[Begin Raw data]

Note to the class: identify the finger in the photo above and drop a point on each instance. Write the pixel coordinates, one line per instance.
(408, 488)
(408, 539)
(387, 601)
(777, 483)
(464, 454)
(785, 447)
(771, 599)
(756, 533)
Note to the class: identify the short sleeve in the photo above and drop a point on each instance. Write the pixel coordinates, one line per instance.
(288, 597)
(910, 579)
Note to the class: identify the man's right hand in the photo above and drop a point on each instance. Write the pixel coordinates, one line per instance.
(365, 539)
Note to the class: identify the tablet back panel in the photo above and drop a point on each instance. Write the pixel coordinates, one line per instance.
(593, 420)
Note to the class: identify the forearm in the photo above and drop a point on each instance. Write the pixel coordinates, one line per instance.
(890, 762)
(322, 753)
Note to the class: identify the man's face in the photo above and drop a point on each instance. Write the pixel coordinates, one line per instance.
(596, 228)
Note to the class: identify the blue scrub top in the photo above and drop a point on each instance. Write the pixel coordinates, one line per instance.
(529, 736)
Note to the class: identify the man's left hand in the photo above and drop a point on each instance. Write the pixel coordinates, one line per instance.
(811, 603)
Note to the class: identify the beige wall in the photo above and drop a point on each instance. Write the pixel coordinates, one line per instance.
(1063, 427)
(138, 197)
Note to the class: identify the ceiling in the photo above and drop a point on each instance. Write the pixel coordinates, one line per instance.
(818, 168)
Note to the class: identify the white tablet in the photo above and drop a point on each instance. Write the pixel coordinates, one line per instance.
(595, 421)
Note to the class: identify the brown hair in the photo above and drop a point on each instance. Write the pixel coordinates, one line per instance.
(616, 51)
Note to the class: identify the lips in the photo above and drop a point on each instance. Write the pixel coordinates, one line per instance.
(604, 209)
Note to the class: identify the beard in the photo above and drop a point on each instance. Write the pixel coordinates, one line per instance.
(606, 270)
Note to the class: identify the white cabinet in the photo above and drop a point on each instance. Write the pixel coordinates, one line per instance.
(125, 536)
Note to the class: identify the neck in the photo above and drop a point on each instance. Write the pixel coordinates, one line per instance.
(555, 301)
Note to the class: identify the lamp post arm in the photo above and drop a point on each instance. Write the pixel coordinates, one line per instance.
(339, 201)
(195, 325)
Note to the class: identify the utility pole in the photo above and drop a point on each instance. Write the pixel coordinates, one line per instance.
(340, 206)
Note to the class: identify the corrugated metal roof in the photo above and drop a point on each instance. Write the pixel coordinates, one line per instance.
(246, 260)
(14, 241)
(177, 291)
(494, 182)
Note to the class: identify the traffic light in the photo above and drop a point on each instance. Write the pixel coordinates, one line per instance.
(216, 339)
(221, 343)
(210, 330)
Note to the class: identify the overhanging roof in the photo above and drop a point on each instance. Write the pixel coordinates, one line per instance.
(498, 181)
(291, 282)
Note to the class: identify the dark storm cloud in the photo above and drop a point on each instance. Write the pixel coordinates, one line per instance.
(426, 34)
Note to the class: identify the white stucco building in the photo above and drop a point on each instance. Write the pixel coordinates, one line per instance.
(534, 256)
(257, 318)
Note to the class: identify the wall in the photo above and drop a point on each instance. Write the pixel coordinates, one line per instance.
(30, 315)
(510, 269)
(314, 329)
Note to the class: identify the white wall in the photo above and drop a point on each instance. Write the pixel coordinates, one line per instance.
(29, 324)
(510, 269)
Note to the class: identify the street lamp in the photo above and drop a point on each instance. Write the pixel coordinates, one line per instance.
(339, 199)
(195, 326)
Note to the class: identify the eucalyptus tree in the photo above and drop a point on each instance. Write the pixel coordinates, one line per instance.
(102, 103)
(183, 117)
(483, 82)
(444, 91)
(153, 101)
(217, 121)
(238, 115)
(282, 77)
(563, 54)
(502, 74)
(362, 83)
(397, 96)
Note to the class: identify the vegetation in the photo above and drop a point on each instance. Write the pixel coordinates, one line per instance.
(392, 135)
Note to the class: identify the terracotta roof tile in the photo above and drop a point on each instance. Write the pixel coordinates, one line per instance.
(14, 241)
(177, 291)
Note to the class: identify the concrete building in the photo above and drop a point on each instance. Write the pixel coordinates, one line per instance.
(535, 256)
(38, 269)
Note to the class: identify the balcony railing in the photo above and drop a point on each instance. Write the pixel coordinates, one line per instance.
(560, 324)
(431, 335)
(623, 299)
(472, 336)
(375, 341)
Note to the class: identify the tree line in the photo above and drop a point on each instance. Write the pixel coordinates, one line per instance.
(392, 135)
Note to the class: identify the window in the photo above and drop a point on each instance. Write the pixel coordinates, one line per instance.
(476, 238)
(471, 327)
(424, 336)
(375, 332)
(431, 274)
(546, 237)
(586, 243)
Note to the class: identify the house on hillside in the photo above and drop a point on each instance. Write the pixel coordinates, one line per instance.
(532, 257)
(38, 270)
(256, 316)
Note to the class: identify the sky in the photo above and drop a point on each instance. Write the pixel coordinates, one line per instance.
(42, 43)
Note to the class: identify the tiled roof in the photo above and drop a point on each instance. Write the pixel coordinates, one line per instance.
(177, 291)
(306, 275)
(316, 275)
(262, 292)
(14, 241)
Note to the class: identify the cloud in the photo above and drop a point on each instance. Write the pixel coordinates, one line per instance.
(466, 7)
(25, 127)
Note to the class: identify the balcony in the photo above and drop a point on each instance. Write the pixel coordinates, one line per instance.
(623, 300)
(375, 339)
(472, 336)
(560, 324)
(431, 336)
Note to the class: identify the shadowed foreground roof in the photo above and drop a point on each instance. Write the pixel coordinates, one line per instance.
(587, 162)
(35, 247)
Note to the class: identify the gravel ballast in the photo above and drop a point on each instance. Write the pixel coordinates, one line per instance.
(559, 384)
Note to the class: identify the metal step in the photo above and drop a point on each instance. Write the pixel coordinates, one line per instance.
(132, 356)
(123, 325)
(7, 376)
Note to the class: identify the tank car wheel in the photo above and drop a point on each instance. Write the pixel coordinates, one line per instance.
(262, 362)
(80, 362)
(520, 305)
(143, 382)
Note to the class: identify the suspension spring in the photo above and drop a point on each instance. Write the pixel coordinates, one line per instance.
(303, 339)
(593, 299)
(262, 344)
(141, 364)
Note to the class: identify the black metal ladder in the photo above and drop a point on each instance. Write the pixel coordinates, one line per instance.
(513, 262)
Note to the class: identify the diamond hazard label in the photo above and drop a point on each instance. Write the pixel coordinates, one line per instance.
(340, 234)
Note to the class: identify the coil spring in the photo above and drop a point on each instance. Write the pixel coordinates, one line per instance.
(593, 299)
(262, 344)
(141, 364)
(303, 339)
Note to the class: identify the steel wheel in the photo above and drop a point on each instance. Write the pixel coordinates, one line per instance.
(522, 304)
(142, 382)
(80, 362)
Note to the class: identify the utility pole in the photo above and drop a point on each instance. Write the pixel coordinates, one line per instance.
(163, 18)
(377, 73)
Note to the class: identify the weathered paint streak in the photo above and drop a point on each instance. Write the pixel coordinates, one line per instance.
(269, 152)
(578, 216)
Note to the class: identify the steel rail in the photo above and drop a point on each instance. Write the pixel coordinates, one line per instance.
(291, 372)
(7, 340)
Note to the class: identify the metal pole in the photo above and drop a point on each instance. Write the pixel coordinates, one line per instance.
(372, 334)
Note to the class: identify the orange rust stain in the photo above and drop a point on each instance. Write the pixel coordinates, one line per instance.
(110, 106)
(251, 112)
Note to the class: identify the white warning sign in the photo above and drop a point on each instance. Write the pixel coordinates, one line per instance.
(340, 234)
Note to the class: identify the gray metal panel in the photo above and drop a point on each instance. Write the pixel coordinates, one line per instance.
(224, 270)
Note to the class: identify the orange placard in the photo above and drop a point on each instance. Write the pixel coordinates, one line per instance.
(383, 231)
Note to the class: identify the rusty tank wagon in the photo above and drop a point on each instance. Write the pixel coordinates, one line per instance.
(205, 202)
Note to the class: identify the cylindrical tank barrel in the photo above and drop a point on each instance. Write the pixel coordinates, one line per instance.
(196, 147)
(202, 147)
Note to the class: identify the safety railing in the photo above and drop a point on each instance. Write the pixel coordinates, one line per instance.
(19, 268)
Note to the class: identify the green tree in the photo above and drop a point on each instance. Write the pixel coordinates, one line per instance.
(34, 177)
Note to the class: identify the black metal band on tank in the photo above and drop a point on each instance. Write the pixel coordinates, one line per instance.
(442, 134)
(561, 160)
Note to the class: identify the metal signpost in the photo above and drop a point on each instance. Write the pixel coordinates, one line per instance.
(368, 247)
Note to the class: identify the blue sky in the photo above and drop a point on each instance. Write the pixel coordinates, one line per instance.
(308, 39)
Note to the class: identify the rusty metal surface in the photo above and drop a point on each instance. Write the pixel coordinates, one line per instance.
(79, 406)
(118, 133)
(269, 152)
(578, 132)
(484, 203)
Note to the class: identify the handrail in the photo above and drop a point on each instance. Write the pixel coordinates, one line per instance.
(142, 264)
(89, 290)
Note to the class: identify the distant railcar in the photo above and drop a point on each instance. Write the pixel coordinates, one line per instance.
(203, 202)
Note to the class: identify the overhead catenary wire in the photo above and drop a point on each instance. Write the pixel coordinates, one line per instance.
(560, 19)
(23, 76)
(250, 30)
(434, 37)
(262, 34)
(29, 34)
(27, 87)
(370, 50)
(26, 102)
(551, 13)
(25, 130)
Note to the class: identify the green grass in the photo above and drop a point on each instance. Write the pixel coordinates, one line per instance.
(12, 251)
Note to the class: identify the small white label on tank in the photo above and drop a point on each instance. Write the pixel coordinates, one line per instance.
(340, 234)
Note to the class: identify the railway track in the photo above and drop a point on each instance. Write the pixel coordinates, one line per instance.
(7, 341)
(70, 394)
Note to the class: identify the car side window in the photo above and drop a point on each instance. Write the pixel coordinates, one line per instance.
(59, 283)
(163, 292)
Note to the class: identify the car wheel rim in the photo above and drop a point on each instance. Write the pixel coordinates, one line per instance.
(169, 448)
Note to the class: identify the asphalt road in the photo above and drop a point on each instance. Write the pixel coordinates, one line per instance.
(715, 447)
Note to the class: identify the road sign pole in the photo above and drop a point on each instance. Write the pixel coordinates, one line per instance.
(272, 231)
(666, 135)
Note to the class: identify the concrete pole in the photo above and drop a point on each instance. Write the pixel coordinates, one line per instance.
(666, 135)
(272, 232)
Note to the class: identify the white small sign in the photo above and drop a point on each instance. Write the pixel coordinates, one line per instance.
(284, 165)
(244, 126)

[End Raw data]

§ **Work instructions**
Repeat the lines from the one containing "Note to the class: identify the railway" through the end of the listing, exactly and without any other lines; both ends are included.

§ **Expected answer**
Note to the class: identify the railway track in the photo above and drop a point on each instance. Write the pixel coordinates, one line per instance.
(7, 341)
(70, 394)
Note to the class: identify the car side window in the photo above and drop a point on each instance. Write the pixel coordinates, one line per instance.
(59, 283)
(163, 292)
Note to the class: identify the car wheel rim in the photo above and drop a point on each instance. Write the pixel coordinates, one line per instance.
(169, 448)
Note to the class: identify the asphalt road in the photo above and drop a point on each instance. Write the pixel coordinates, one line per instance.
(715, 447)
Note to the class: identify the road sign pole in the photo above and drop a point on each instance. Write the pixel coordinates, one line per instance.
(272, 231)
(666, 135)
Note to the class: identify the concrete pole in the photo above and drop a point on each instance. Write the pixel coordinates, one line per instance.
(666, 135)
(272, 232)
Note to the class: identify the white small sign in the photo above and drop a point on each instance. Write the pixel coordinates, one line per instance.
(284, 165)
(244, 126)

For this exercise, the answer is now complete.